▶ Records from a dataset:
%%
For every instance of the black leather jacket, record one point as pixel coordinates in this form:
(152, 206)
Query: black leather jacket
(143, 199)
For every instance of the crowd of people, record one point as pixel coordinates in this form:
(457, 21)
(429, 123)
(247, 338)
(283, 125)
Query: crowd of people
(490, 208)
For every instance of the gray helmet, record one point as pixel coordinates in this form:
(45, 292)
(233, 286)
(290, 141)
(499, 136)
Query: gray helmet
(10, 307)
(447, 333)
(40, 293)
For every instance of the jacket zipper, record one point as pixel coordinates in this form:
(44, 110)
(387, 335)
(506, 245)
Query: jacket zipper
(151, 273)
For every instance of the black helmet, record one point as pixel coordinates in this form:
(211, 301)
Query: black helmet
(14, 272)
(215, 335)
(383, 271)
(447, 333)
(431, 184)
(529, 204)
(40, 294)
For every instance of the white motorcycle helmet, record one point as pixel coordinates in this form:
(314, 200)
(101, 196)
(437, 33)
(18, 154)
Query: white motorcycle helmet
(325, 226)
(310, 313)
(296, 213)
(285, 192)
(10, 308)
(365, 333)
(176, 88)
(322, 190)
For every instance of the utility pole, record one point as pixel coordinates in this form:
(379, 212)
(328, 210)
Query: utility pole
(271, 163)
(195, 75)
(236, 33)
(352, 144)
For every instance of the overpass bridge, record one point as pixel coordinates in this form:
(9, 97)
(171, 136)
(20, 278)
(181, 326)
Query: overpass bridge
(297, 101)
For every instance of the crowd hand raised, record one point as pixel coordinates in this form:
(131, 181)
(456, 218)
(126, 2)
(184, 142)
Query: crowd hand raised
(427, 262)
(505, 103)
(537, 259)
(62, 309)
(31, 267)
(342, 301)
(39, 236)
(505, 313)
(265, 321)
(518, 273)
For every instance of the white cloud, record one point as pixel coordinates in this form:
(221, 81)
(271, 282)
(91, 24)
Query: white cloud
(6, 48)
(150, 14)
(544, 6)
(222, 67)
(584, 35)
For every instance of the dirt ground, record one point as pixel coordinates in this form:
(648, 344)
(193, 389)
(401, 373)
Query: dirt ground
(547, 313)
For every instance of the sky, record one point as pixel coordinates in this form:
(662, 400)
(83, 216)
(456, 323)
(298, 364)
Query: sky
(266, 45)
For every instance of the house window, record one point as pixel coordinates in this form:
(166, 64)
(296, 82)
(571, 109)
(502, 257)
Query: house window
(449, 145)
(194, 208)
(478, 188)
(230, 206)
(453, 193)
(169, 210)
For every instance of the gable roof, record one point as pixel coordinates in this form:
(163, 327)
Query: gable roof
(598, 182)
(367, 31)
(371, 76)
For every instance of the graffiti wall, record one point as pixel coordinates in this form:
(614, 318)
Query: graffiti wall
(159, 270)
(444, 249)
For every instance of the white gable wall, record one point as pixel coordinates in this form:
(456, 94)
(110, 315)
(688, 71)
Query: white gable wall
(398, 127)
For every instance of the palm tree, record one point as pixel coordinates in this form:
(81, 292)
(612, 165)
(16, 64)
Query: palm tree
%%
Copy the entries exactly as they appear.

▶ Finished task:
For every instance of the black leather jacket, record one point as pixel coordinates in this form:
(152, 206)
Query: black leather jacket
(143, 199)
For every instance of the crowd of people, record one point as pixel coordinates in this form:
(457, 21)
(429, 123)
(247, 338)
(283, 125)
Query: crowd of people
(490, 208)
For every instance of the gray helmet, record one point as pixel coordinates in this form:
(45, 292)
(233, 286)
(290, 141)
(499, 136)
Query: gray helmet
(10, 307)
(447, 333)
(40, 293)
For every instance of the jacket zipper, record one point as pixel coordinates in this form:
(44, 110)
(387, 335)
(506, 245)
Query: jacket zipper
(151, 273)
For every instance of the black helmet, record one point as pixel coordinates in this form:
(211, 301)
Query: black helmet
(14, 272)
(215, 335)
(383, 271)
(447, 333)
(431, 184)
(529, 204)
(40, 294)
For every instance of the white motorcycle helmet, record one point as pixel coordinates in this form:
(314, 200)
(101, 196)
(437, 33)
(18, 154)
Query: white motorcycle helmet
(325, 226)
(310, 313)
(296, 213)
(285, 192)
(10, 308)
(365, 333)
(176, 88)
(322, 190)
For every instance of the utility pole, record one point as pixel coordinates in this form:
(379, 212)
(328, 210)
Query: utility pole
(271, 163)
(195, 75)
(236, 33)
(352, 144)
For every instance of the overpass bridge, record one point as pixel coordinates in this form:
(9, 97)
(171, 136)
(20, 278)
(181, 326)
Query: overpass bridge
(297, 101)
For every instance of the crowd hand raised, record one point as pixel coordinates in this form:
(131, 181)
(456, 218)
(126, 2)
(184, 142)
Query: crowd hand raised
(427, 262)
(505, 103)
(537, 259)
(62, 309)
(31, 267)
(342, 301)
(39, 236)
(505, 313)
(265, 321)
(518, 273)
For every instance of the white cloud, record one point as pixel coordinates in this form:
(221, 81)
(271, 282)
(91, 24)
Query: white cloud
(6, 48)
(150, 14)
(544, 6)
(222, 67)
(584, 35)
For every instance of the dirt ground, record one point as pixel coordinates in this form:
(648, 344)
(193, 389)
(401, 373)
Query: dirt ground
(547, 313)
For every instance of the sky, record one point as pixel coordinates in this form:
(662, 400)
(83, 216)
(456, 323)
(298, 364)
Query: sky
(266, 45)
For every instance of the house window, record one point as pixel coordinates in this form:
(166, 64)
(296, 82)
(571, 109)
(502, 257)
Query: house window
(449, 145)
(194, 208)
(478, 188)
(230, 206)
(453, 193)
(169, 210)
For every instance of the gable roof, record one point as pixel coordinates in this form:
(163, 327)
Query: gable roof
(598, 182)
(367, 31)
(371, 76)
For every instance of the graffiti wall, record one point as pixel coordinates in this form:
(614, 318)
Query: graffiti wall
(159, 270)
(444, 249)
For every instance of the white gable wall, record one point as pixel coordinates in this form:
(456, 94)
(110, 315)
(688, 71)
Query: white gable wall
(398, 127)
For every instance of the palm tree, record one point as pixel coordinates in this form:
(81, 292)
(612, 165)
(16, 64)
Query: palm tree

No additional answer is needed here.